→ THE RECORDS:

********

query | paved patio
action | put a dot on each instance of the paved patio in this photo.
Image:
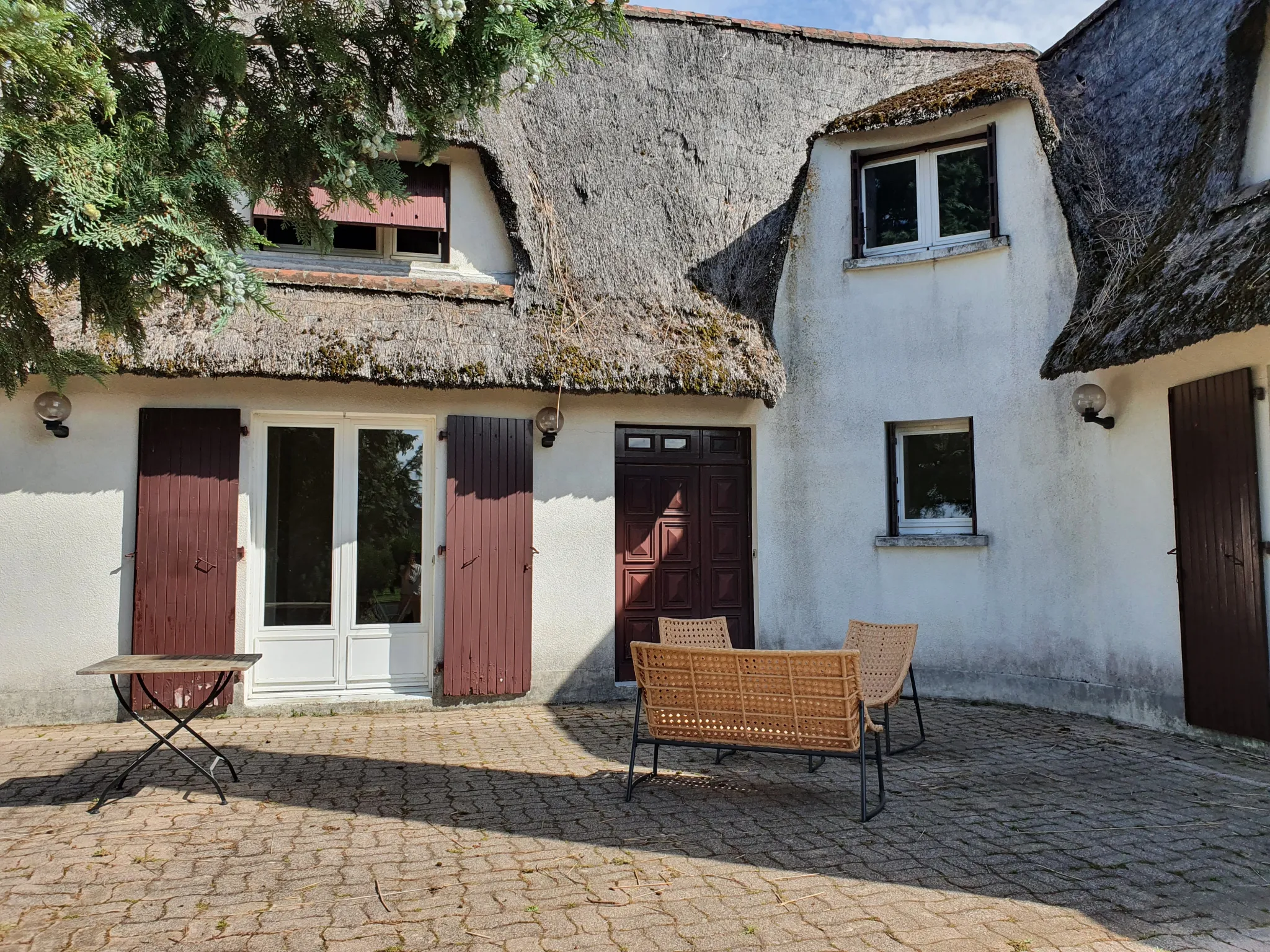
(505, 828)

********

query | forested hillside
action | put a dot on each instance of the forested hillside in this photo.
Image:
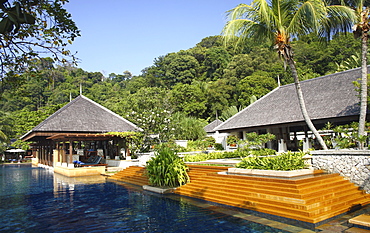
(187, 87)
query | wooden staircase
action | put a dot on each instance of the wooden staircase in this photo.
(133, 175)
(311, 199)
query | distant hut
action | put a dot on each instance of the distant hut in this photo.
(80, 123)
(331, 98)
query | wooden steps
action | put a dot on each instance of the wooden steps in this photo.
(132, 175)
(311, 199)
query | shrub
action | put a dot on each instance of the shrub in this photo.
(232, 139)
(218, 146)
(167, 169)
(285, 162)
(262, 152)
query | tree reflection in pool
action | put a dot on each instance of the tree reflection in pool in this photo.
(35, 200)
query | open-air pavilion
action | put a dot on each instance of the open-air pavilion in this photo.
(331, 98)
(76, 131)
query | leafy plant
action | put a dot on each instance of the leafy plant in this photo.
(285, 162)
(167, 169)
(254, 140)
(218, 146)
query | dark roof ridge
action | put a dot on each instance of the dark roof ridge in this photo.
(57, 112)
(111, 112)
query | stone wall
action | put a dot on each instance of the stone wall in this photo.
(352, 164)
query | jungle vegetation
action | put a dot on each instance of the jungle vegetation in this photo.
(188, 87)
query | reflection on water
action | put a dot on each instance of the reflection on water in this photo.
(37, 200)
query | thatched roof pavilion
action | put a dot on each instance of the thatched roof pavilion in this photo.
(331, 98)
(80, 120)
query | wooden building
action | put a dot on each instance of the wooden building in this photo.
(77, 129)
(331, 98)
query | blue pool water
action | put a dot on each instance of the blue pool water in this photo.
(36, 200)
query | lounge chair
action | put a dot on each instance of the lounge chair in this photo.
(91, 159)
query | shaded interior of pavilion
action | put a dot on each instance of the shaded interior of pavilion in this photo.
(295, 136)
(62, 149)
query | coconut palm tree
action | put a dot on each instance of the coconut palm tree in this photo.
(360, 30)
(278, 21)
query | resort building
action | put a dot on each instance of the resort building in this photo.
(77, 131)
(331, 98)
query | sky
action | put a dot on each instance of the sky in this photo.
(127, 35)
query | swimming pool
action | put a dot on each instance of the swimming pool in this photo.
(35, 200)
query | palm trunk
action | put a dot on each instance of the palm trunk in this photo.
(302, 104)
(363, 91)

********

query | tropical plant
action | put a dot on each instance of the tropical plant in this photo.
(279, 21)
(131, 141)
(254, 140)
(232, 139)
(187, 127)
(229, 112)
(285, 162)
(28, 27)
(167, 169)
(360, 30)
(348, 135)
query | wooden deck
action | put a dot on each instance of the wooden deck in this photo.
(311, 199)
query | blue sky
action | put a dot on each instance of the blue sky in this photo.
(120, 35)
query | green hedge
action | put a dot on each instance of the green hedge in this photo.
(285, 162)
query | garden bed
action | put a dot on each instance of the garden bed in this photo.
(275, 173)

********

Pick out and copy every line of the listing above that contains the string "coconut". Matching is case-sensitive.

query | coconut palm tree
action | put a dot on each instance of the coconut palm tree in this photo.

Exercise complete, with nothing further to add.